TASK DIRECTIONS:
Extract every line of the listing below word for word, leaving nothing out and changing nothing.
_____
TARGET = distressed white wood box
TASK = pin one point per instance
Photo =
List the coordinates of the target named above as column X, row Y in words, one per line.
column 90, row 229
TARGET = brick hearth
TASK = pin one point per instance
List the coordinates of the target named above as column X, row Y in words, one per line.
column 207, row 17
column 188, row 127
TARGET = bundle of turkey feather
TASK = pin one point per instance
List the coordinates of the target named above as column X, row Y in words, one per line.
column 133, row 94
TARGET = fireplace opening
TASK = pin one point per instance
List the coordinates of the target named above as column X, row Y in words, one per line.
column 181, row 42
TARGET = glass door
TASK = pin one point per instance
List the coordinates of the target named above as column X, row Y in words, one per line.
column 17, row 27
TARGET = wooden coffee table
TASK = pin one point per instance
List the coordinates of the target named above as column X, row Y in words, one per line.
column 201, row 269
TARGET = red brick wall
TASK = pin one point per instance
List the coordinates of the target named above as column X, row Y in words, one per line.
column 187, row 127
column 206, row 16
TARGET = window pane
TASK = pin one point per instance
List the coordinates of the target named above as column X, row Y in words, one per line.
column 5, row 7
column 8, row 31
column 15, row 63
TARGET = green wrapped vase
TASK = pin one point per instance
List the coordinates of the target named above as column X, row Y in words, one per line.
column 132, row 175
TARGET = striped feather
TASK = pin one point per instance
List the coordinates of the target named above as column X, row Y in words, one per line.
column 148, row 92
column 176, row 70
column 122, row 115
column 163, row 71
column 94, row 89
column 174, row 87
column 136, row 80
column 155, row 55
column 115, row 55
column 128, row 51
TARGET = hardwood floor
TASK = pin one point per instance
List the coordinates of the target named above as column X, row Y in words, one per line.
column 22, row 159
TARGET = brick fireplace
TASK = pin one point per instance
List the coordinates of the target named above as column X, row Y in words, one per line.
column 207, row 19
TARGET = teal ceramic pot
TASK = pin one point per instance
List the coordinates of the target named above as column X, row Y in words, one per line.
_____
EXERCISE RESPONSE:
TARGET = distressed white wood box
TASK = pin one point per instance
Photo =
List the coordinates of the target named above as column X, row Y in words, one per line.
column 90, row 229
TARGET = brick hearth
TASK = pin one point per instance
List the coordinates of the target named above as column X, row Y in words, one per line.
column 207, row 17
column 188, row 127
TARGET = bundle of turkey feather
TASK = pin one point per instance
List the coordinates of the target named above as column X, row Y in words, one per line.
column 133, row 94
TARGET = fireplace opening
TASK = pin one point per instance
List the coordinates of the target named above as column X, row Y in words, one per line.
column 181, row 42
TARGET = glass door
TASK = pin one point per instance
List the coordinates of the target named above as column X, row Y in words, one per line.
column 17, row 27
TARGET = wooden coffee table
TASK = pin one point per instance
List the coordinates of the target named above as column X, row Y in words, one per line.
column 201, row 269
TARGET = red brick wall
TASK = pin one point per instance
List the coordinates of the target named above as column X, row Y in words, one per line.
column 187, row 127
column 206, row 16
TARGET = window pane
TASK = pin one point per instance
List the coordinates of the target named above as column X, row Y in words, one per line.
column 5, row 7
column 8, row 31
column 15, row 63
TARGET = green wrapped vase
TASK = pin one point per instance
List the coordinates of the target named above as column X, row Y in words, one per line.
column 132, row 175
TARGET = striped feather
TASK = pin one point per instance
List the coordinates of the target named above as column X, row Y in words, one per line.
column 148, row 92
column 176, row 70
column 122, row 115
column 163, row 71
column 94, row 89
column 174, row 87
column 136, row 80
column 155, row 55
column 115, row 55
column 128, row 51
TARGET = hardwood floor
TASK = pin one point per instance
List the coordinates of the target named above as column X, row Y in words, one per line.
column 22, row 159
TARGET = brick fireplace
TASK = pin one point per instance
List the coordinates of the target named above as column X, row Y in words, one per line.
column 207, row 19
TARGET = teal ceramic pot
TASK = pin one point per instance
List the coordinates of the target named above as column X, row Y in words, one per line.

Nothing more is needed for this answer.